* begin DATA TO USE *

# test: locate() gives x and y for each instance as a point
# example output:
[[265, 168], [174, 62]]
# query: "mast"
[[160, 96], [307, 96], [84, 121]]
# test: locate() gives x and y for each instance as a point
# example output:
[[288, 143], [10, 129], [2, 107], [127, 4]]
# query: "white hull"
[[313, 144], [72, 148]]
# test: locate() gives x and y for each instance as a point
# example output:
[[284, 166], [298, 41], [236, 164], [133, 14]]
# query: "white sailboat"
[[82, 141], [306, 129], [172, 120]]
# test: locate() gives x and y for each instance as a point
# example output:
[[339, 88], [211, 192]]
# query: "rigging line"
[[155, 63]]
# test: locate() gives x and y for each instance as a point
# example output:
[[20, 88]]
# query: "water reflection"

* end DATA TO USE *

[PROMPT]: How many lines in the rows above contain the string "query"? Case counts, and the reply should be only the number.

[FINISHED ANSWER]: 5